(Saved entries)
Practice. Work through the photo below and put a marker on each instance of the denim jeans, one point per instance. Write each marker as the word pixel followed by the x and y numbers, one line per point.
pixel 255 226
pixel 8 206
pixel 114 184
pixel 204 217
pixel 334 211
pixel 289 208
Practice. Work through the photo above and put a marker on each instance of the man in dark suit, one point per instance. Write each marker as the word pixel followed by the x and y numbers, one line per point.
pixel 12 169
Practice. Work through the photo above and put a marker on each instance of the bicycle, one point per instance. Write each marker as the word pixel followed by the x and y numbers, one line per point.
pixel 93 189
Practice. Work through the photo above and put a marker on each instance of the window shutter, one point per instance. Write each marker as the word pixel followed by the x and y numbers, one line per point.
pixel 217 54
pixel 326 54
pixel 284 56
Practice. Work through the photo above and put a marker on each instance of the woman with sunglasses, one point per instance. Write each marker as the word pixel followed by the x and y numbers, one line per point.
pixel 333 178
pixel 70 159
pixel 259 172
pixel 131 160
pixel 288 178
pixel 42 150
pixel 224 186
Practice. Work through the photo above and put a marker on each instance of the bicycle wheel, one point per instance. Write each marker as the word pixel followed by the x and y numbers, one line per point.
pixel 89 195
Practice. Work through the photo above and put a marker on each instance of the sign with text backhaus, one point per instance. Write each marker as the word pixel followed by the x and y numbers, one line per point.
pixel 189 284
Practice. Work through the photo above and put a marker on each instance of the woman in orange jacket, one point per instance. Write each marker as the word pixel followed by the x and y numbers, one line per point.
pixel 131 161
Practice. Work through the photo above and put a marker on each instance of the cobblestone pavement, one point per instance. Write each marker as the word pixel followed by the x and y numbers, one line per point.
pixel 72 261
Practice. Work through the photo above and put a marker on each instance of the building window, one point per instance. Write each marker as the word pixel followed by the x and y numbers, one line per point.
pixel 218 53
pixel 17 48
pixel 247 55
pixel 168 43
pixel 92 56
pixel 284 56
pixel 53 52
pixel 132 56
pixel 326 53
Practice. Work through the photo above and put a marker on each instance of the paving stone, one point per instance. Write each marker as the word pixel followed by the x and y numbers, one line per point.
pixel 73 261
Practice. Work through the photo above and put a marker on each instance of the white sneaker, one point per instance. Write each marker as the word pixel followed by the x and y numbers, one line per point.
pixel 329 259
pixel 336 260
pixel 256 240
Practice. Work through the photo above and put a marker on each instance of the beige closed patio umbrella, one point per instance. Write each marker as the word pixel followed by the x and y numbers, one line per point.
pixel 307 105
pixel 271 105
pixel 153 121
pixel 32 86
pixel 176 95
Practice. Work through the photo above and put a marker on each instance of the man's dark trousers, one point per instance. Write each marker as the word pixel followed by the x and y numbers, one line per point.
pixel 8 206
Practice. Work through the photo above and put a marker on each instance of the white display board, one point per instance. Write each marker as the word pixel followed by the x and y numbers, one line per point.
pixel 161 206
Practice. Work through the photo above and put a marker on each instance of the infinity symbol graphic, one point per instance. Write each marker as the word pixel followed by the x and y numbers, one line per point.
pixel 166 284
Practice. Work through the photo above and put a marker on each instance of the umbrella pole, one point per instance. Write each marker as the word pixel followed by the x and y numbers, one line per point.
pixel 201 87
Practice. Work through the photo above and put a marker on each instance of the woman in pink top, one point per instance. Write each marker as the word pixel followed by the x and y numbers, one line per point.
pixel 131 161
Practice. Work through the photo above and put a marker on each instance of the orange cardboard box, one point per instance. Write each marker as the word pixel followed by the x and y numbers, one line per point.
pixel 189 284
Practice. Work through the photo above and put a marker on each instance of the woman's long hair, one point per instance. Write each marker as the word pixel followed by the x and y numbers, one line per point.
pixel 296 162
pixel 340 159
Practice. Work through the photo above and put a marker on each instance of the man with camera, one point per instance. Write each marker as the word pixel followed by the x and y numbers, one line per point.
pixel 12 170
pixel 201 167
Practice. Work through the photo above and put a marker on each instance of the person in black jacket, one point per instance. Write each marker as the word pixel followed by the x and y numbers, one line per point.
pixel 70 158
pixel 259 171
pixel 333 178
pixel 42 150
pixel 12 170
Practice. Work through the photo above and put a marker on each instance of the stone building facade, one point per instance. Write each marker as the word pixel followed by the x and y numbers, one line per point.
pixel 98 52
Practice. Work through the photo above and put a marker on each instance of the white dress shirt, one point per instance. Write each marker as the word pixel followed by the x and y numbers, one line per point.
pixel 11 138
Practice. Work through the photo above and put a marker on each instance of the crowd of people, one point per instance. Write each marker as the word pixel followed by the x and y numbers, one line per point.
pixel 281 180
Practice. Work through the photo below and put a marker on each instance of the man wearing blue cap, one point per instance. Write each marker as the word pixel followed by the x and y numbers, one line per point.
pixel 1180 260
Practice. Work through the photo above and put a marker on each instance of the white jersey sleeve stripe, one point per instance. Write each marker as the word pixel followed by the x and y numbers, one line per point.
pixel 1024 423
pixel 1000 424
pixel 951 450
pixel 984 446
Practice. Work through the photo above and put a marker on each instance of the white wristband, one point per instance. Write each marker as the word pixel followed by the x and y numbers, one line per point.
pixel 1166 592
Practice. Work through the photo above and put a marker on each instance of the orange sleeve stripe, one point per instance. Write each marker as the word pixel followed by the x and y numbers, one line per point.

* **Work order**:
Each of the records should be written out again, exactly as it reads.

* **Result of the exercise**:
Practice. Work through the photo below and put a marker on each instance of the denim jeans, one point per instance. Write each marker as the word pixel followed by the x and y numbers, one line per point.
pixel 255 226
pixel 8 206
pixel 114 184
pixel 204 217
pixel 334 211
pixel 289 208
Practice. Work through the photo above and put a marker on each instance of the man in dark suit, one point per instance. Write each marker as the word pixel followed by the x and y numbers, one line per point.
pixel 12 169
Practice. Work through the photo above and put a marker on each instance of the bicycle, one point per instance. Write each marker as the word pixel followed by the x and y numbers, one line per point.
pixel 93 189
Practice. Work through the photo above and put a marker on each instance of the window shutter, one point per instance. Write each marker as the word pixel followed by the x and y numbers, one line per point.
pixel 217 54
pixel 326 54
pixel 284 56
Practice. Work through the photo above and put a marker on each instance of the woman with sunglasses, one point per instance. Write each marker as the word pixel followed by the x and y numbers, one line per point.
pixel 333 178
pixel 70 159
pixel 259 172
pixel 131 160
pixel 288 178
pixel 42 150
pixel 224 186
Practice. Work through the photo above and put a marker on each instance of the bicycle wheel, one point per instance. Write each marker as the word pixel followed by the x and y numbers, one line per point.
pixel 89 195
Practice. Work through the photo above and put a marker on each instance of the sign with text backhaus, one point per instance. Write each marker as the word pixel followed by the x and y numbers, one line per point.
pixel 189 284
Practice. Work through the photo above and put a marker on each instance of the woman in orange jacket, one point per instance. Write each marker as the word pixel followed by the x and y numbers, one line per point.
pixel 131 161
Practice. Work through the photo above and put a marker on each instance of the cobblestone pavement, one point per instance. Write each marker as the word pixel followed by the x and y numbers, one line per point.
pixel 72 261
Practice. Work through the photo above and put a marker on each instance of the building window, one point per instance. Write each marker as the word pixel followed by the x and y numbers, one line per point.
pixel 218 53
pixel 17 48
pixel 247 55
pixel 168 43
pixel 92 56
pixel 284 56
pixel 53 52
pixel 132 56
pixel 326 53
Practice. Work through the photo above and put a marker on each instance of the paving stone, one point per instance. Write each marker as the word pixel followed by the x and y numbers, one line per point.
pixel 73 261
Practice. Work through the photo above and put a marker on each instance of the white sneaker, one point per instance. Write each marker as the word pixel followed by the x and y numbers, one line per point.
pixel 329 259
pixel 336 260
pixel 256 240
Practice. Work through the photo above and put a marker on each instance of the beige closed patio umbrella, one point per instance. Write each marker as the word pixel followed by the x and y numbers, one line per point.
pixel 307 105
pixel 271 105
pixel 153 121
pixel 32 86
pixel 176 95
Practice. Work through the photo above and put a marker on each instance of the man's dark trousers, one point per instance. Write each marker as the word pixel followed by the x and y numbers, one line per point.
pixel 8 206
Practice. Work through the photo above and put a marker on each instance of the white display board, one point per instance. Write each marker as the word pixel followed by the x and y numbers, one line per point.
pixel 161 206
Practice. Work through the photo above and put a marker on each instance of the infinity symbol graphic, one point per instance. Write each marker as the word pixel followed by the x and y numbers, one line per point.
pixel 166 284
Practice. Work through the photo above and put a marker on each instance of the umbrella pole, one point per instance. Write each marker as the word pixel followed by the x and y numbers, one line per point.
pixel 201 87
Practice. Work through the photo above and put a marker on each instance of the woman in pink top, one point per instance. Write each marker as the word pixel followed by the x and y numbers, one line per point.
pixel 131 161
Practice. Work through the photo above and put a marker on each instance of the orange cardboard box, one point per instance. Write each marker as the word pixel followed by the x and y numbers, one line per point.
pixel 189 284
Practice. Work through the photo above and put a marker on each instance of the woman's long hair, one point per instance. Write each marker as the word pixel followed by the x and y numbers, one line per point.
pixel 296 162
pixel 340 159
Practice. Work through the photo above and put a marker on each instance of the man with camera, one point per instance. Write each marker as the word pixel followed by the x and y numbers, one line per point.
pixel 12 170
pixel 201 167
Practice. Work through the photo above and put a marker on each instance of the person in black jacket, one point per instance. Write each marker as the word pixel followed by the x and y numbers, one line per point.
pixel 70 158
pixel 259 171
pixel 333 178
pixel 42 150
pixel 12 170
Practice. Work through the photo above and put a marker on each instance of the stone building facade, one point per instance. Write each marker as the word pixel followed by the x and y numbers, one line per point.
pixel 98 52
Practice. Work through the photo above and put a marker on each instance of the white dress shirt, one point per instance. Write each marker as the word pixel followed by the x and y numbers, one line per point.
pixel 11 138
Practice. Work through the photo above and put a marker on each instance of the crowd of people, one point per instance. Write each marker as the word pixel followed by the x and y numbers, one line per point.
pixel 281 180
Practice. Work through the photo below and put a marker on each instance of the man wearing blue cap, one point per instance. Write each marker as the word pixel followed by the x and y numbers, one line per point.
pixel 1180 260
Practice. Work through the photo above and put a marker on each instance of the white jersey sleeve stripe, one point per instance. Write each marker as the word pixel followed by the x and y numbers, one line per point.
pixel 1024 423
pixel 1000 424
pixel 951 450
pixel 984 446
Practice. Work through the photo above and put a marker on each instance of the white wristband, one point per instance. Write each marker as the word pixel followed by the x and y numbers, one line per point.
pixel 1166 592
Practice. Work through the photo above and put a marker on each instance of the orange sleeve stripe, one point per instance. Write each marker as the word pixel followed by the x and y numbers, one line per point.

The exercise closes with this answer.